Task details ▸
Write out the part of the text on piecewise linear RUL labels between "Problem 2: High" and "to high-variance predictions.", inclusive.

Text block ▸
*****

AI Book - Master Artificial Intelligence by Building from Scratch

Learning Objectives

By the end of this section, you will:

Understand the linear RUL problem—why raw RUL labels are problematic
Derive the piecewise linear model that caps RUL at a maximum value
Justify the RUL maximum of 125 cycles based on physical and practical considerations
Apply the mathematical formulation to transform raw labels
Understand evaluation implications of capped RUL during testing

Why This Matters: The choice of RUL target formulation significantly impacts model performance. The piecewise linear model is now standard practice in RUL prediction research—understanding why enables you to make informed decisions for other prognostics problems.

The Linear RUL Problem

The raw RUL label is simply cycles remaining until failure:

\text{RUL}(t) = T_{\text{max}} - t

This creates a linear decrease from $T_{\text{max}} - 1$ at cycle 1 to 0 at failure. However, this formulation has fundamental problems.

Problem 1: No Visible Degradation Early

In the early phases of engine life, sensor readings are essentially identical:

Problem 2: High Variance Labels

Linear RUL creates high variance in early-life labels:

Cycle	Min RUL	Max RUL	Range	Std Dev
1	127	361	234	~60
10	118	352	234	~60
50	78	312	234	~60
100	28	262	234	~60
150	0	212	212	~55

Training on high-variance labels leads to high-variance predictions.

Problem 3: Asymmetric Importance

In practice, predicting "RUL = 200" vs "RUL = 300" matters much less than "RUL = 20" vs "RUL = 30":

High RUL: No maintenance action needed either way
Low RUL: Critical decision point for scheduling maintenance

Equal weighting of all RUL errors ignores this practical asymmetry.

Piecewise Linear Degradation Model

The piecewise linear model addresses these problems by capping RUL at a maximum value:

\text{RUL}_{\text{PL}}(t) = \min(\text{RUL}_{\text{max}}, T_{\text{max}} - t)

Visual Representation

The piecewise linear RUL function has two phases:

Constant phase: RUL = $\text{RUL}_{\text{max}}$ for early cycles (no visible degradation)

*****

Material provided ▸
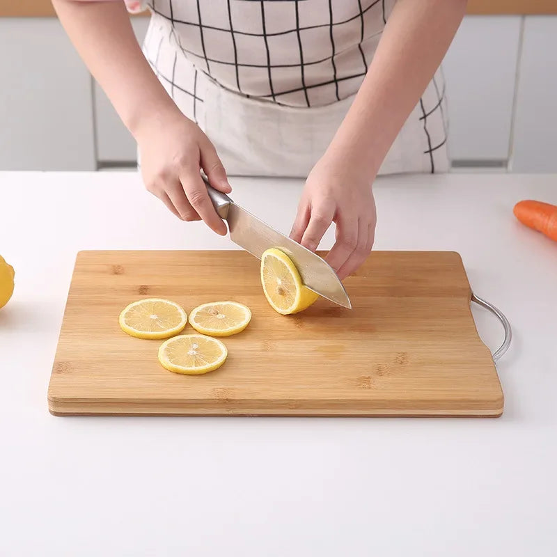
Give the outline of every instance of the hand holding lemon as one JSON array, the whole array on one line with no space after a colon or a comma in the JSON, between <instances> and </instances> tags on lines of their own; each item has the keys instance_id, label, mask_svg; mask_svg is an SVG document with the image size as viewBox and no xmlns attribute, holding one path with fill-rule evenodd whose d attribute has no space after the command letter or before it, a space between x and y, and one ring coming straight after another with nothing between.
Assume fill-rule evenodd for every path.
<instances>
[{"instance_id":1,"label":"hand holding lemon","mask_svg":"<svg viewBox=\"0 0 557 557\"><path fill-rule=\"evenodd\" d=\"M13 267L0 256L0 308L6 306L12 297L15 274Z\"/></svg>"}]
</instances>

*****

In response ▸
Problem 2: High Variance Labels

Linear RUL creates high variance in early-life labels:

Cycle	Min RUL	Max RUL	Range	Std Dev
1	127	361	234	~60
10	118	352	234	~60
50	78	312	234	~60
100	28	262	234	~60
150	0	212	212	~55

Training on high-variance labels leads to high-variance predictions.